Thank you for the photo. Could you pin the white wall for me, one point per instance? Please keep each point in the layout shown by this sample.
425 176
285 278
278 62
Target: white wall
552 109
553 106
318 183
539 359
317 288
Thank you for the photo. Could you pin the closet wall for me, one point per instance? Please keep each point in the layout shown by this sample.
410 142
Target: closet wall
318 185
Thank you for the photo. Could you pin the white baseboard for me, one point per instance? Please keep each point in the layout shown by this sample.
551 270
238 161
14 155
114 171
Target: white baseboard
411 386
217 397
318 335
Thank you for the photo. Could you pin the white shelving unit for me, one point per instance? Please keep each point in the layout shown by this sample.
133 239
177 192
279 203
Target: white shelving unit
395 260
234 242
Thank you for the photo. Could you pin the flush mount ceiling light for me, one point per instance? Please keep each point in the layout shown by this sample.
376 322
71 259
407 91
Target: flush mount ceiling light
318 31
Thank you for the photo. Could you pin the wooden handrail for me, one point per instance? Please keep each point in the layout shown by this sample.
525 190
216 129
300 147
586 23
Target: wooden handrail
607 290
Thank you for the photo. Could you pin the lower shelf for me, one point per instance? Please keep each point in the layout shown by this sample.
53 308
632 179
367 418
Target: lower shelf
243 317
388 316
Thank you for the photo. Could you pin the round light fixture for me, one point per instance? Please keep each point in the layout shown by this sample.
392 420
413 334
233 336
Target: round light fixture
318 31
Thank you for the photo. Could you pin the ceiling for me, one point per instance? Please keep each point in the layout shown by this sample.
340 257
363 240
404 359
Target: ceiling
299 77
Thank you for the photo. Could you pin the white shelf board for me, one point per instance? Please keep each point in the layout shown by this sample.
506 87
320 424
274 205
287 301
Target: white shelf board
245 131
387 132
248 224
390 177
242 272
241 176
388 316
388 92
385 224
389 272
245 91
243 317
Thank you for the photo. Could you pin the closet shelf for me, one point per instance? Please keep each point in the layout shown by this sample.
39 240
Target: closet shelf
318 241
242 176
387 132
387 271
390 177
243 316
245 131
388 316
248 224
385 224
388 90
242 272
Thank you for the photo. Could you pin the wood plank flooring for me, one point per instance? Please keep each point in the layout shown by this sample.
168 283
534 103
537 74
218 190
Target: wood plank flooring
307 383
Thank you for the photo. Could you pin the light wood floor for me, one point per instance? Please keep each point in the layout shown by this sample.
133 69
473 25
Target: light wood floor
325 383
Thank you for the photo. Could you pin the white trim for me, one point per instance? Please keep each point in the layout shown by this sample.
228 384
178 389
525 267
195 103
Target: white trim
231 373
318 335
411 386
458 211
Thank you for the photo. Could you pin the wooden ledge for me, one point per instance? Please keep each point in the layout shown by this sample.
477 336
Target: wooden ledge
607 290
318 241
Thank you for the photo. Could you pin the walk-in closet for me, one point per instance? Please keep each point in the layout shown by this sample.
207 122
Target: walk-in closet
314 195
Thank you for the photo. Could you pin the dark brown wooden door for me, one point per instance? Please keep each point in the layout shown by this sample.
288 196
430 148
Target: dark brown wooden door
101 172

----

▸ **GOAL**
Extract every line from the one with "Thank you for the photo. Could you pin the light" down to the final line above, both included, exactly as written.

▸ **CORRECT OUTPUT**
Thank you for the photo. Could you pin the light wood floor for me, one point per instance? Please keep each point in the layout shown by this sample.
133 69
473 25
Target: light wood floor
325 383
Thank you for the photo. Could you pin the white trim for me, one point per instance? Please keep each point in the layout shown by this sample.
228 384
178 389
525 267
195 103
Target: white trim
231 373
318 335
411 386
458 211
Thank you for the photo. Could you pin the wooden ledge for me, one point per instance? Please keep each point in the layout shown by this sample.
477 336
Target: wooden ledge
607 290
318 241
Thank you for the photo. Could you pin the walk-in closet for me, one point per instance? Please keep each point in the layout shown by this sample.
207 122
Target: walk-in closet
314 195
Thank you for the photo. Could you pin the dark brown wooden door for me, one point per instance? Please keep each point in the layout shown by this sample.
288 196
430 148
Target: dark brown wooden door
101 172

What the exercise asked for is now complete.